**The task:** Pull out every line in the listing below that contains the word "white", copying each one in full.

**Input for this task:**
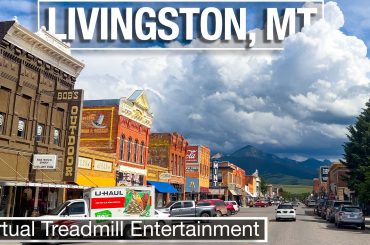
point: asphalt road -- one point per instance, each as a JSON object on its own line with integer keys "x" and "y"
{"x": 308, "y": 229}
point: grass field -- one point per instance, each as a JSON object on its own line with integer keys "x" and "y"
{"x": 297, "y": 189}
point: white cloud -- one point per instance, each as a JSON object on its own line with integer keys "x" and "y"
{"x": 301, "y": 98}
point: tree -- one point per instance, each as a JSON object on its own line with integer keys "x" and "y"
{"x": 357, "y": 155}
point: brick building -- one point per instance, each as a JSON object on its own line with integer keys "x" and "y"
{"x": 168, "y": 150}
{"x": 120, "y": 126}
{"x": 33, "y": 66}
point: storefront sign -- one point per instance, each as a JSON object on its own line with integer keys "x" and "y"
{"x": 192, "y": 185}
{"x": 84, "y": 162}
{"x": 164, "y": 176}
{"x": 324, "y": 172}
{"x": 74, "y": 100}
{"x": 103, "y": 166}
{"x": 41, "y": 161}
{"x": 192, "y": 154}
{"x": 97, "y": 124}
{"x": 129, "y": 179}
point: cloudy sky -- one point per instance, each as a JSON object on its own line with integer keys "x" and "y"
{"x": 297, "y": 102}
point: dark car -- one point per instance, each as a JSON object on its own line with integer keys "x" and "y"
{"x": 349, "y": 215}
{"x": 333, "y": 208}
{"x": 219, "y": 204}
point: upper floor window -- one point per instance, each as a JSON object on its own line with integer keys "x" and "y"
{"x": 21, "y": 127}
{"x": 122, "y": 147}
{"x": 2, "y": 122}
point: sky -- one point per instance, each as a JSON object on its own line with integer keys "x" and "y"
{"x": 297, "y": 102}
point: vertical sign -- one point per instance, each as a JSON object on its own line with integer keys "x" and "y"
{"x": 74, "y": 100}
{"x": 324, "y": 172}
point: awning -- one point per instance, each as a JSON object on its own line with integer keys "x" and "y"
{"x": 234, "y": 193}
{"x": 163, "y": 187}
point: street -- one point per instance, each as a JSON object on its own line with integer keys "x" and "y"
{"x": 308, "y": 229}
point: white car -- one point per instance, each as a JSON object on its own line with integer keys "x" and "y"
{"x": 235, "y": 205}
{"x": 285, "y": 211}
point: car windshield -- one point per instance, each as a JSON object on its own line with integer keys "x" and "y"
{"x": 59, "y": 209}
{"x": 337, "y": 204}
{"x": 169, "y": 204}
{"x": 285, "y": 206}
{"x": 351, "y": 209}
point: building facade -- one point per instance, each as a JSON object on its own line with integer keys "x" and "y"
{"x": 33, "y": 125}
{"x": 168, "y": 150}
{"x": 197, "y": 172}
{"x": 121, "y": 127}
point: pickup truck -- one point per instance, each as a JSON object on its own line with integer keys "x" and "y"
{"x": 188, "y": 209}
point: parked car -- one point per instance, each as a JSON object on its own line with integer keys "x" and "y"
{"x": 219, "y": 204}
{"x": 188, "y": 209}
{"x": 333, "y": 208}
{"x": 285, "y": 211}
{"x": 311, "y": 204}
{"x": 235, "y": 205}
{"x": 324, "y": 208}
{"x": 349, "y": 215}
{"x": 230, "y": 208}
{"x": 260, "y": 203}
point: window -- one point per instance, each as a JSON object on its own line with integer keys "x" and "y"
{"x": 142, "y": 153}
{"x": 40, "y": 132}
{"x": 21, "y": 127}
{"x": 135, "y": 150}
{"x": 77, "y": 208}
{"x": 2, "y": 122}
{"x": 122, "y": 147}
{"x": 57, "y": 136}
{"x": 129, "y": 149}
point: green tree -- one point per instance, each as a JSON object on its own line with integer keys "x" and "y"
{"x": 357, "y": 155}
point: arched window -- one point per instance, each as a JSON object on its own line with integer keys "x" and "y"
{"x": 142, "y": 153}
{"x": 122, "y": 147}
{"x": 135, "y": 150}
{"x": 129, "y": 149}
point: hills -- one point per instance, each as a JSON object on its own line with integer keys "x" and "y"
{"x": 275, "y": 169}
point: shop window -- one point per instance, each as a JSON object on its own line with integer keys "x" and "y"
{"x": 21, "y": 127}
{"x": 129, "y": 149}
{"x": 57, "y": 136}
{"x": 40, "y": 132}
{"x": 135, "y": 150}
{"x": 122, "y": 147}
{"x": 2, "y": 122}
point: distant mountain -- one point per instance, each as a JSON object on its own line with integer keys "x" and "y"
{"x": 275, "y": 169}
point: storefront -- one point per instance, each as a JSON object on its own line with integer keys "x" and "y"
{"x": 24, "y": 199}
{"x": 158, "y": 177}
{"x": 129, "y": 176}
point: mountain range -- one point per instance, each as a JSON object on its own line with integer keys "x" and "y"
{"x": 274, "y": 169}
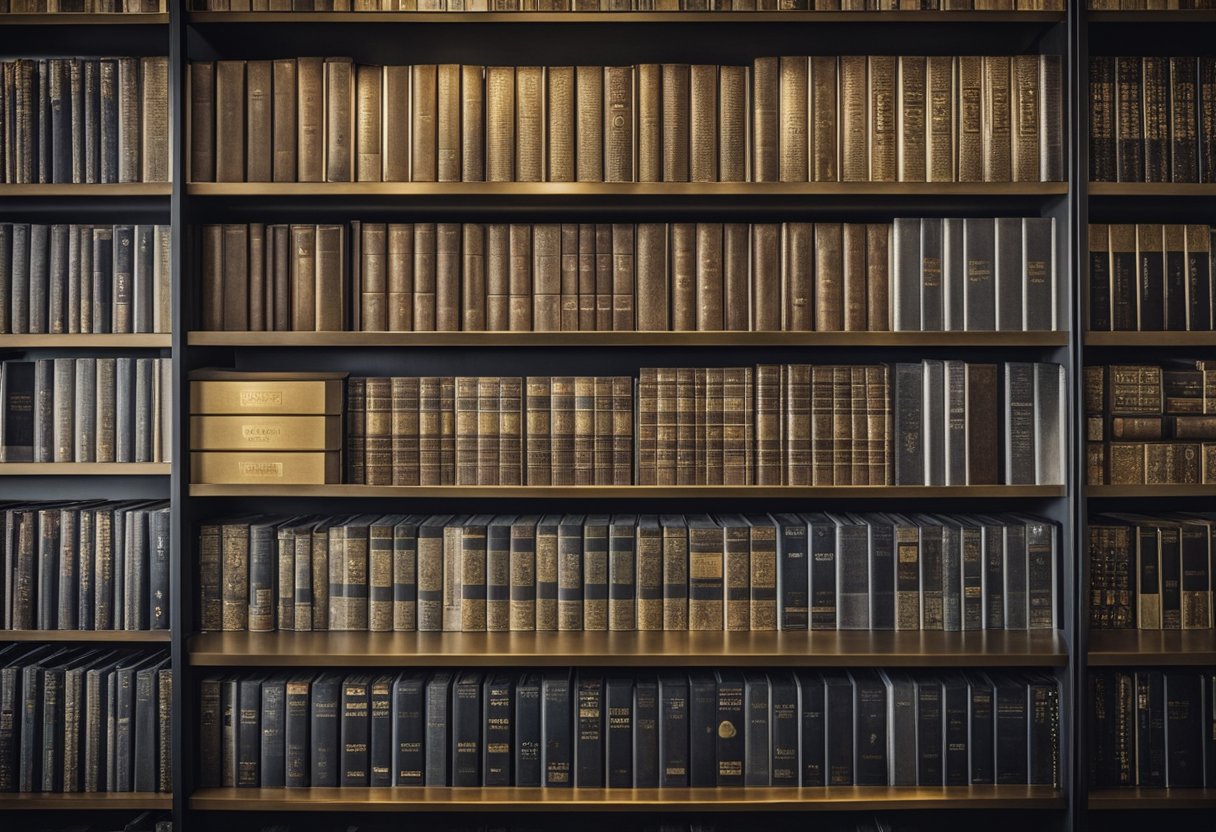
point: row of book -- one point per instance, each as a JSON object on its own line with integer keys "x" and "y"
{"x": 1152, "y": 729}
{"x": 1150, "y": 425}
{"x": 86, "y": 410}
{"x": 504, "y": 431}
{"x": 1149, "y": 119}
{"x": 1152, "y": 572}
{"x": 624, "y": 572}
{"x": 952, "y": 274}
{"x": 1150, "y": 277}
{"x": 85, "y": 566}
{"x": 854, "y": 118}
{"x": 83, "y": 121}
{"x": 84, "y": 719}
{"x": 589, "y": 730}
{"x": 84, "y": 277}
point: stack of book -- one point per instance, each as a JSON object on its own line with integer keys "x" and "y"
{"x": 1148, "y": 119}
{"x": 82, "y": 719}
{"x": 86, "y": 410}
{"x": 952, "y": 274}
{"x": 1150, "y": 425}
{"x": 1150, "y": 277}
{"x": 791, "y": 119}
{"x": 85, "y": 566}
{"x": 265, "y": 427}
{"x": 83, "y": 121}
{"x": 84, "y": 279}
{"x": 586, "y": 730}
{"x": 1152, "y": 572}
{"x": 623, "y": 572}
{"x": 1152, "y": 729}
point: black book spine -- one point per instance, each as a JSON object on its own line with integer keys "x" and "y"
{"x": 528, "y": 732}
{"x": 467, "y": 730}
{"x": 381, "y": 732}
{"x": 589, "y": 746}
{"x": 274, "y": 734}
{"x": 619, "y": 731}
{"x": 499, "y": 736}
{"x": 646, "y": 732}
{"x": 731, "y": 729}
{"x": 673, "y": 731}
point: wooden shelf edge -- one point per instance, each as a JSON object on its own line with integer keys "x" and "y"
{"x": 103, "y": 636}
{"x": 201, "y": 338}
{"x": 640, "y": 648}
{"x": 88, "y": 341}
{"x": 842, "y": 798}
{"x": 85, "y": 468}
{"x": 602, "y": 190}
{"x": 631, "y": 492}
{"x": 968, "y": 17}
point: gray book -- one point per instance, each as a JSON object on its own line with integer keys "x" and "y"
{"x": 932, "y": 274}
{"x": 1039, "y": 296}
{"x": 1009, "y": 274}
{"x": 934, "y": 423}
{"x": 979, "y": 288}
{"x": 906, "y": 258}
{"x": 85, "y": 411}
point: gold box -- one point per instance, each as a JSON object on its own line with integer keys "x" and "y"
{"x": 228, "y": 392}
{"x": 266, "y": 468}
{"x": 265, "y": 433}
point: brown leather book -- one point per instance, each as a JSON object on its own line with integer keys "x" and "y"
{"x": 472, "y": 123}
{"x": 797, "y": 277}
{"x": 310, "y": 129}
{"x": 424, "y": 241}
{"x": 559, "y": 138}
{"x": 912, "y": 118}
{"x": 709, "y": 276}
{"x": 230, "y": 121}
{"x": 339, "y": 119}
{"x": 529, "y": 124}
{"x": 472, "y": 285}
{"x": 676, "y": 141}
{"x": 828, "y": 276}
{"x": 589, "y": 95}
{"x": 519, "y": 309}
{"x": 369, "y": 127}
{"x": 546, "y": 275}
{"x": 399, "y": 281}
{"x": 423, "y": 123}
{"x": 448, "y": 262}
{"x": 202, "y": 122}
{"x": 765, "y": 164}
{"x": 285, "y": 128}
{"x": 397, "y": 124}
{"x": 497, "y": 277}
{"x": 618, "y": 124}
{"x": 448, "y": 127}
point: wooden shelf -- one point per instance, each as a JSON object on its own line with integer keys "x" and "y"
{"x": 733, "y": 18}
{"x": 83, "y": 800}
{"x": 86, "y": 341}
{"x": 1205, "y": 489}
{"x": 628, "y": 338}
{"x": 1152, "y": 798}
{"x": 1172, "y": 338}
{"x": 837, "y": 798}
{"x": 84, "y": 468}
{"x": 107, "y": 190}
{"x": 102, "y": 636}
{"x": 1152, "y": 647}
{"x": 636, "y": 492}
{"x": 1036, "y": 648}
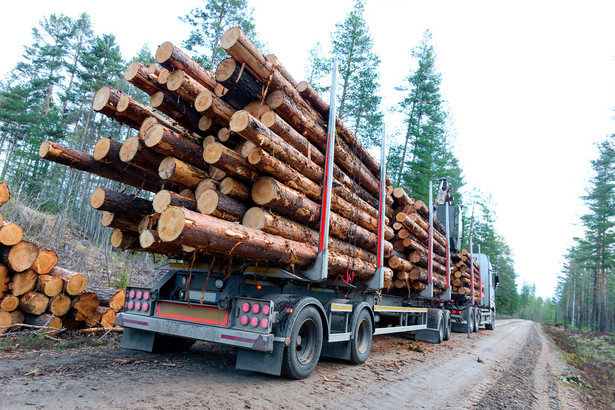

**Response to the task:**
point: white cloud -- one point per instance, each as a JSON object on its own line with integer keys "x" and "y"
point: white car -- one point per instance, each as a JSON object on its own line with integer keys "x" and "y"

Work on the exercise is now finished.